- Source:
Five Books That Are Out Of This World, fun stuff edition
A bonus recommendation, a links roundup, music, a poem, and more
Welcome to this month’s Fun Stuff Edition of Five Books For, a newsletter for people who love great stories.
This month we’ve been talking about science fiction at its most engrossing and expansive – stories full of imagination that explore what it means to be human. Over at Global Comment, in this month’s Great Adaptations column I take a look at Ernest Cline’s Easter-egg laden novel Ready Player One and Steven Spielberg’s CGI-extravaganza of a film adaptation. If you love 1980s films, music or video games, or love the idea of a treasure hunt through an imaginative digital world, it’s well worth checking out.
As always for the Fun Stuff Edition, we have a bonus recommendation, a poem, a playlist and some reading links, all in keeping with this month’s theme of sci-fi for sceptics. I hope you find something wonderful to read or listen to.
Exciting news
I’ve just started a new side project called Commonplace Love - think of it as a weekly love note in newsletter form. It’s a mix of quotes, poems, stories and beautiful things, all gathered around the theme of love (in all its messy, marvellous forms). The first post is live now, and you can read it and subscribe for free below.
I hope you’ll find something here to surprise and delight you. If you aren’t already subscribed, then you can sign up here to receive these newsletters directly in your inbox. The newsletter is free but if you would like to support it with a paid subscription that option is also available. If you don’t have the funds for a paid subscription at the moment but would like to leave a tip instead, the button below will allow you to send an amount of your choosing as a one-off payment.
Let’s dive in!
Bonus recommendation: Ascension by Nicholas Binge
“Sometimes what the soul needs isn’t to give meaning to hollow words: prayers and confessions that you do not really believe. Instead, we need to let it give words to the unspoken meanings inside of us. To do that, you have to give it a voice.”
So what’s it about? A massive, impossibly high mountain has suddenly and impossibly appeared in the middle of the Pacific Ocean. Reaching all the way into the stratosphere, far higher than Everest, the mountain seems to defy the laws of physics. Satellite imagery and scientific analysis can’t explain its emergence or composition. A team of scientists and mountaineers is dispatched to investigate, but as they climb, things get stranger and stranger: time begins to stretch and distort, and each level presents new physical, psychological, and existential challenges. Harold Tunmore, a physicist who has retreated from the world after a personal tragedy, joins the expedition, and may hold the key to understanding why the mountain is there - if the team can stay alive long enough to find out.
What’s great about it? Told through letters and journal entries, Ascension takes some classic science fiction motifs such as first contact and multiple dimensions, and fuses them with an eerie, claustrophobic atmosphere of cosmic horror, all the while maintaining the emotional intimacy of an epistolary novel. Harold is a compelling hero, brilliant but damaged, and the emotional heart of the novel. His reflections ground the high-concept plot in something deeply human.
The novel weaves in reflections on memory, grief, and the ethics of science. As the letters unfold, we learn more about Tunmore’s past, his relationships, and the devastating personal losses that shaped him.
This was a novel I couldn’t wait to finish, with all the page-turning excitement of a thriller, but added emotional depth and intellectual heft. I also think it contains the clearest explanation of a tesseract I’ve ever read.

- Problem: Can you continue the science fiction newsletter from its last line? The listing isn't needed for anything here.

- Data shown:
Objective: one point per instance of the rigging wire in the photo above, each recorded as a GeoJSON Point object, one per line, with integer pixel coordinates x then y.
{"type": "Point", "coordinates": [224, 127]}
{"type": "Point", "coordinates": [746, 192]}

- Expected answer:
There’s no cynicism here; rather, Ascension is concerned with connection, forgiveness, and the very human desire to understand. It’s a book about the limits of knowledge, and the fragile boundaries of belief and hope.
Give it a try if: you love thrillers that keep you turning the page late into the night; you like eerie, uncanny stories; you love books with intellectual heft; you like science fiction with soul; you’re fascinated by physics and science; you love epistolary novels; you’re fascinated by the limits of human knowledge about the cosmos.
Honourable mentions
Frankenstein by Mary Shelley, often considered to be the first-ever science fiction novel (all the way back in 1818!) was also one of the first-ever recommendations in Five Books For, all the way back in September 2023. You can read more below; please note that although the title says it’s for paid subscribers, it’s now free to access.
Five Books For People Who Think Classics Are Stuffy, paid subscriber edition
Welcome to the first ever paid subscriber edition of Five Books For! I can’t tell you how grateful I am that you’re here. This paid subscriber newsletter will come to you once a month and will include an extra recommendation, my monthly book prescrip…
Dark Matter by Blake Crouch is another great recommendation which is actually a thriller with a scientific concept at its heart. If you’re not sure about sci-fi in general but love clever thrillers then this is a brilliant read.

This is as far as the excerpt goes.